START Exercise input

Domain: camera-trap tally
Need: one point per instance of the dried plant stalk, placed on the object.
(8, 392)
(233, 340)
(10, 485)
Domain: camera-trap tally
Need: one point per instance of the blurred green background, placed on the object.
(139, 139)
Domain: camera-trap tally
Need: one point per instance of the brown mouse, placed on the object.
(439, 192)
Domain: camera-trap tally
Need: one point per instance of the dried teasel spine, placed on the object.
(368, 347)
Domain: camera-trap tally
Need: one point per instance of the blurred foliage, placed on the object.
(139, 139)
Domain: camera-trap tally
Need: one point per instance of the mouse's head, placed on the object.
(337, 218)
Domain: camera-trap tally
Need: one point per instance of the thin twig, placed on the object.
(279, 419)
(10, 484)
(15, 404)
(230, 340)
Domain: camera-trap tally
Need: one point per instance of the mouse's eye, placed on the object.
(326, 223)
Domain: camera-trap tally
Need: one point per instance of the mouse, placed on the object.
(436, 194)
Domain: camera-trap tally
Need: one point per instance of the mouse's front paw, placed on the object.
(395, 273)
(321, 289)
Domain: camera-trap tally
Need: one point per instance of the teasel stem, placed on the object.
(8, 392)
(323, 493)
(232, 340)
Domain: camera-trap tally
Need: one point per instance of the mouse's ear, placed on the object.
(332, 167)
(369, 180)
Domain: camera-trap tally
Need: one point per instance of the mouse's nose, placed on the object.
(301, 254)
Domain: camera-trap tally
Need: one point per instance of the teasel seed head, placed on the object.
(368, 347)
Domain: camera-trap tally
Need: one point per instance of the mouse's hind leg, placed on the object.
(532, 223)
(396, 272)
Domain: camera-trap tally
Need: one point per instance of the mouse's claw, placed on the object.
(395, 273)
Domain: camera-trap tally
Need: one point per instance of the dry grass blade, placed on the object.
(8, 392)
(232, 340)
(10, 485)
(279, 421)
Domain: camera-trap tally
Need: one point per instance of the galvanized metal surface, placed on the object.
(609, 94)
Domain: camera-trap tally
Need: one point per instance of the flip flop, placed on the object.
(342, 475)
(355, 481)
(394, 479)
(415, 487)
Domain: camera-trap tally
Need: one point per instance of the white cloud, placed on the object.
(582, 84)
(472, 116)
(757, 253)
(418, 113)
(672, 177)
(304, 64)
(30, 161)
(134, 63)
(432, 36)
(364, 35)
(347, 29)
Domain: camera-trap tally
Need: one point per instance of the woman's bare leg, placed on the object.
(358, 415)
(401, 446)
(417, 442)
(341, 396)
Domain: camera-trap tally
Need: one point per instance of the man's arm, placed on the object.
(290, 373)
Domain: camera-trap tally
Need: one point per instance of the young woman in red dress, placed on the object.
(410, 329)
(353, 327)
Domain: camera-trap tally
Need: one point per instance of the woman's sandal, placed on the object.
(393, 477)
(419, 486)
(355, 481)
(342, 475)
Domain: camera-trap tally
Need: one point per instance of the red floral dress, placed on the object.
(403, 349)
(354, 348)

END Exercise input

* [Stated task] Which lines in the items above contain the word "dried"? Copy each of them in full.

* [Written response]
Need: one point per instance of the dried plant stalk, placed on the object.
Need: one point per instance of the dried teasel spine, placed on the object.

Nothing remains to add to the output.